Extract to read:
******
The lookup in the TTM will prefer an LDP tunnel over an LDP-over-RSVP tunnel if both are available. The tunneling operates on the data plane only. Control packets of this targeted LDP session are sent over the IGP path.
Supported on all 7210 SAS platforms as described in this document.
This command enables the context to configure peer-specific parameters.
Supported on all 7210 SAS platforms as described in this document.
This command configures parameters for an LDP peer.
Supported on all 7210 SAS platforms as described in this document.
This command provides a means for an LDP router to advertise only the local IPv4 or IPv6 interfaces it uses to establish hello adjacencies with an LDP peer. By default, when a router establishes an LDP session with a peer, it advertises in an LDP Address message the addresses of all local interfaces to allow the peer to resolve LDP FECs distributed by this router. Similarly, a router sends a Withdraw Address message to all its peers to withdraw a local address if the corresponding interface went down or was deleted.
This new option reduces CPU processing when a large number of LDP neighbors come up or go down. The new CLI option is strongly recommended in mobile backhaul networks where the number of LDP peers can be large.
The no form of this command reverts LDP to the default behavior of advertising all local interfaces.
******
Condense the paragraph of the LDP documentation above that begins "This command provides a means for an LDP router" into a short bulleted list of its main facts.

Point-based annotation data
******
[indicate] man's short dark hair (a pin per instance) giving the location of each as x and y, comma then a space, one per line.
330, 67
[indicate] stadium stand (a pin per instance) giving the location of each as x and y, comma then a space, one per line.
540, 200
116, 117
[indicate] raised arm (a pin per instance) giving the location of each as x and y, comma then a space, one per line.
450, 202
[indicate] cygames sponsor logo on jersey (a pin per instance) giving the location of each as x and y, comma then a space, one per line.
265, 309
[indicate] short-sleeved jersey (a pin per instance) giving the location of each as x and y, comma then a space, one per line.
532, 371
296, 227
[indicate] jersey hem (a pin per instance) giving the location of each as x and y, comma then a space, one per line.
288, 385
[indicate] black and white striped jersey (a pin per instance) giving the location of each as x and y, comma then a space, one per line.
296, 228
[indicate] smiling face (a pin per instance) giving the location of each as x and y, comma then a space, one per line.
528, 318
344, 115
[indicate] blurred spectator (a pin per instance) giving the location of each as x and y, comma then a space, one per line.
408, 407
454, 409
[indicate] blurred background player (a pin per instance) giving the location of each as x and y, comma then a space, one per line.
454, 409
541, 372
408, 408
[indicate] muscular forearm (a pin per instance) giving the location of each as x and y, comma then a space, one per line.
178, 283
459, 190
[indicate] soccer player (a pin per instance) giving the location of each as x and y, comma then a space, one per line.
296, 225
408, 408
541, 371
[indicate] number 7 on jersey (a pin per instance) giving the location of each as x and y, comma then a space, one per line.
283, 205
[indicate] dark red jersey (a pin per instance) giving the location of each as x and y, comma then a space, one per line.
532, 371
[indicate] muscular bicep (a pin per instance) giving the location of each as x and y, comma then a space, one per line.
******
Correct output:
- The command lets an LDP router advertise only the local IPv4 or IPv6 interfaces it uses to form hello adjacencies with an LDP peer.
- By default, when a router sets up an LDP session with a peer, it advertises all local interface addresses in an LDP Address message. This lets the peer resolve the LDP FECs the router distributes.
- If an interface goes down or is deleted, the router sends a Withdraw Address message to all its peers to withdraw that local address.